Task description — Show every line of the data below that contains the string "body". Treat uppercase and lowercase letters as different.

Task inputs —
##########
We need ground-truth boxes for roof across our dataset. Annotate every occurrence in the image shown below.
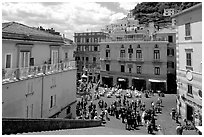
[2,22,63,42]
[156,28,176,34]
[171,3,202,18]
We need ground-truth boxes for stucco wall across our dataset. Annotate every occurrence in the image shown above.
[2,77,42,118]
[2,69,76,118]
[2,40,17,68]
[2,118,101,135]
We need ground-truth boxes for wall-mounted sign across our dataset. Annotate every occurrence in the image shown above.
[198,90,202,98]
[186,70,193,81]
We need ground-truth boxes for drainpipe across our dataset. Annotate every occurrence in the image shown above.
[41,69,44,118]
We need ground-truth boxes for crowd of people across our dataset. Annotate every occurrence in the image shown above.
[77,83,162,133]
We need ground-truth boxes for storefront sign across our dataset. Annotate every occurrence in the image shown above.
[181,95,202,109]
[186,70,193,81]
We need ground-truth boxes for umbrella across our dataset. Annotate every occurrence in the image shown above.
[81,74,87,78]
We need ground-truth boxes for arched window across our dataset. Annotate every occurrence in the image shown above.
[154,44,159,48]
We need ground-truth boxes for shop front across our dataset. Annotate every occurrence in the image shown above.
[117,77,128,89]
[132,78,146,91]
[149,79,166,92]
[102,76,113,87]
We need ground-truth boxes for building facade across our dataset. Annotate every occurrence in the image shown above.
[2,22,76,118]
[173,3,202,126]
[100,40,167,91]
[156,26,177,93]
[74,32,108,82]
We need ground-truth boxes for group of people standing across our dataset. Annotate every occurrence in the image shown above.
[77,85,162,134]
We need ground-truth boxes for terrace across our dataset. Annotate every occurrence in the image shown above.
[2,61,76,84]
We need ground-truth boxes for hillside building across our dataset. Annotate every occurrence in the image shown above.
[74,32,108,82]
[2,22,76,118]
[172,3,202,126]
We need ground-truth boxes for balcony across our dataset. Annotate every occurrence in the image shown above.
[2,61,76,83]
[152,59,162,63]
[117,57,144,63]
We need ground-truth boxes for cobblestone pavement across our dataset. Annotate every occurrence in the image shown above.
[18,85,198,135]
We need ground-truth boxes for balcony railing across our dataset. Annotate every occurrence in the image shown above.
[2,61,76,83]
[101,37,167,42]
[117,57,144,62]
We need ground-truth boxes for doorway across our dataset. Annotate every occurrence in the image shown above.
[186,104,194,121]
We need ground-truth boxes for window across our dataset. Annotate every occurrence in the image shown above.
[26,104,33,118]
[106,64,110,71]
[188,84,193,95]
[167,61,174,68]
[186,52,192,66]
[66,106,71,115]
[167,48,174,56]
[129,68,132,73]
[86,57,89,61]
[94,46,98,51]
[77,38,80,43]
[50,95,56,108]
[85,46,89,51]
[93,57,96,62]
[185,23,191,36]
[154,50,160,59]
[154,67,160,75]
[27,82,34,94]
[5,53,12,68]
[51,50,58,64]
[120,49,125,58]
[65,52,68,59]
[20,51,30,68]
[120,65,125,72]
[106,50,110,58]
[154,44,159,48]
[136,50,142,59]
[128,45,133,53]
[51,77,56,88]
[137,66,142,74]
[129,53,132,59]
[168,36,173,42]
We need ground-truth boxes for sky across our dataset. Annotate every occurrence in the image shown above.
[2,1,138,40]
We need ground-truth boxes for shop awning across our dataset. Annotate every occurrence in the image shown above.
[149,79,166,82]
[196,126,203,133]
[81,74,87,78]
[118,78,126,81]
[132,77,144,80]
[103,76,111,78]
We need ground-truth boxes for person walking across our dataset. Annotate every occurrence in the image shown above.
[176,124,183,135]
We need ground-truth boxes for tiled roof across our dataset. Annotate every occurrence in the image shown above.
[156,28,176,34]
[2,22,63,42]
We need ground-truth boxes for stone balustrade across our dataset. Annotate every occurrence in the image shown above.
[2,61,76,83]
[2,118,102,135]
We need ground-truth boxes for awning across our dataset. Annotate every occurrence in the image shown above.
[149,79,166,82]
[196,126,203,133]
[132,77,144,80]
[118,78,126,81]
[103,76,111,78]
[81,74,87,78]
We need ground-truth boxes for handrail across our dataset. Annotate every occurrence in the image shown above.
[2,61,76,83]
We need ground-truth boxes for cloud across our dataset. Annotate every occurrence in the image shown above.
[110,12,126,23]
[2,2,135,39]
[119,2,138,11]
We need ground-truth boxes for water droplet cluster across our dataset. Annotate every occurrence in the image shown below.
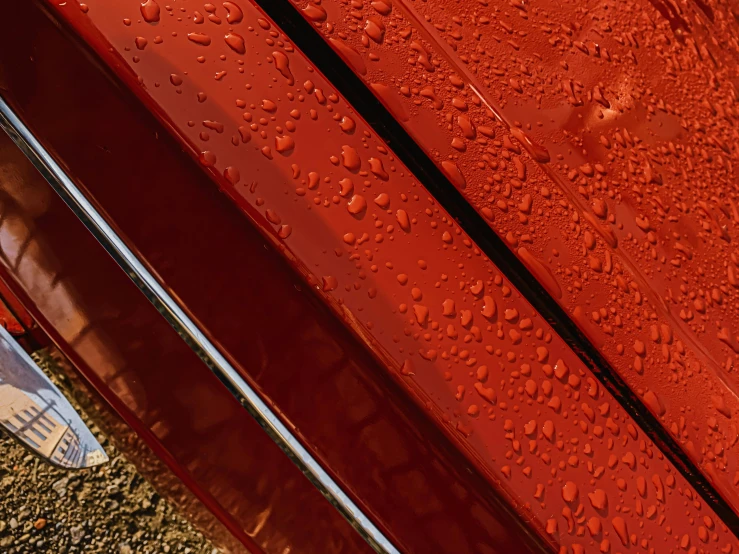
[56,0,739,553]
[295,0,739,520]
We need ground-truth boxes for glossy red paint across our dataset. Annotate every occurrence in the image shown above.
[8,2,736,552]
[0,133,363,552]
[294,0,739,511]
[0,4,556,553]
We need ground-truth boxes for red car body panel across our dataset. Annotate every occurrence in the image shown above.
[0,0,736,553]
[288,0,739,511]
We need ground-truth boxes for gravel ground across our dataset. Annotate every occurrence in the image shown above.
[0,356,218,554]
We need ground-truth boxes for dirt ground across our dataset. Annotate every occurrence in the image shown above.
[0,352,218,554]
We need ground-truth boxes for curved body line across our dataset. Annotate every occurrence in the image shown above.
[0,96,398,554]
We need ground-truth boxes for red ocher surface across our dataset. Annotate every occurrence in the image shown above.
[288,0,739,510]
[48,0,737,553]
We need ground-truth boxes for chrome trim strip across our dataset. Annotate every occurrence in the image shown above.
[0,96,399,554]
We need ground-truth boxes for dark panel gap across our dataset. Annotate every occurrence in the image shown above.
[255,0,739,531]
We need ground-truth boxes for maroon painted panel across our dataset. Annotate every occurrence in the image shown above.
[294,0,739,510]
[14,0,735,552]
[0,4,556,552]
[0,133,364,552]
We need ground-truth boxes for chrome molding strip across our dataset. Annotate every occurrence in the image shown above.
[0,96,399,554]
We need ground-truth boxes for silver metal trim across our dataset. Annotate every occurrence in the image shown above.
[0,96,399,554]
##########
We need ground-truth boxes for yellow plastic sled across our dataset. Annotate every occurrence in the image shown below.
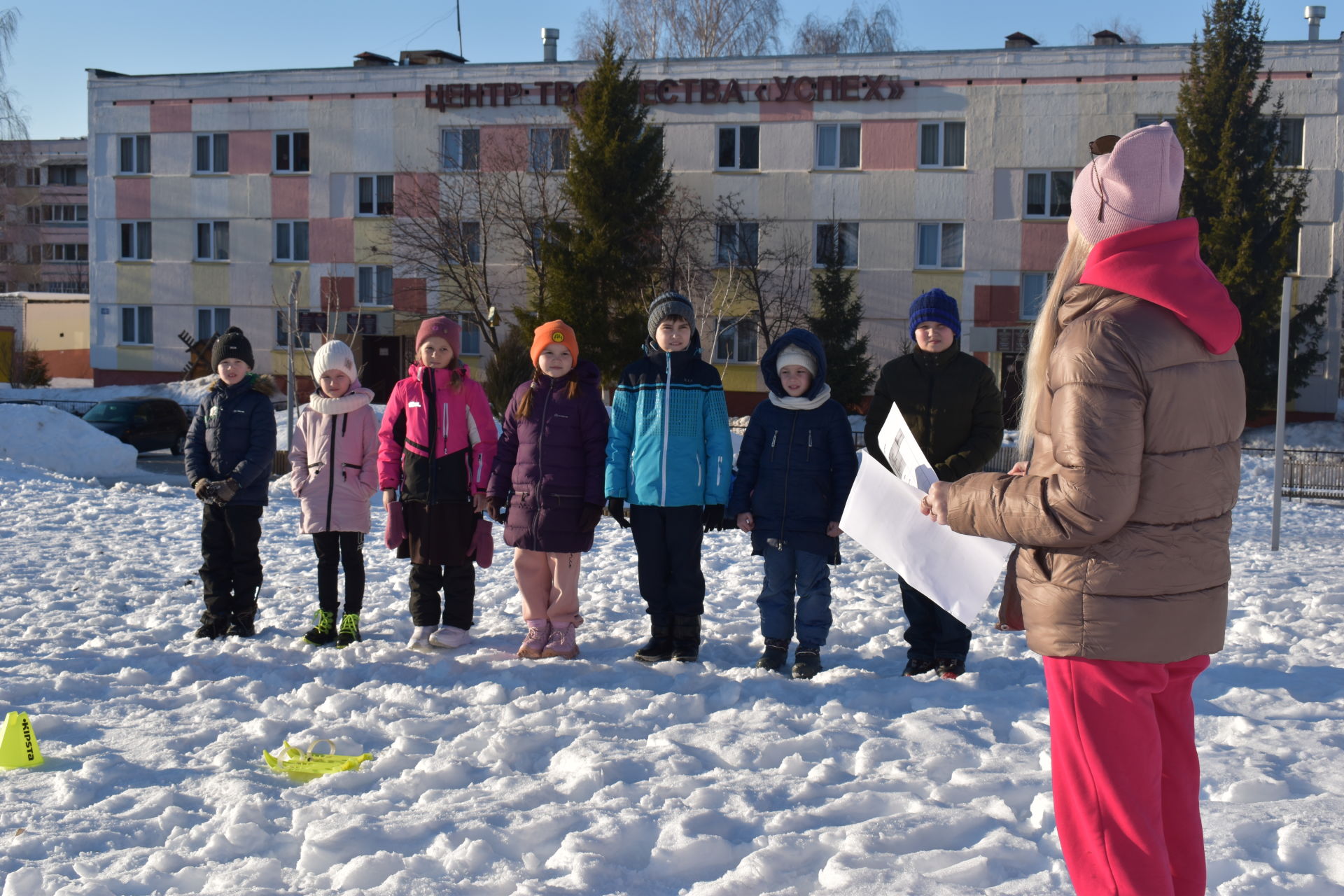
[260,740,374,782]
##########
Reply —
We need ground-truth boxes for red car body panel across our dataset. Annotate every occurrence in the image shown above.
We need ground-truth boxes for curved body line across our dataset. Annotate every occurrence in the image shown above.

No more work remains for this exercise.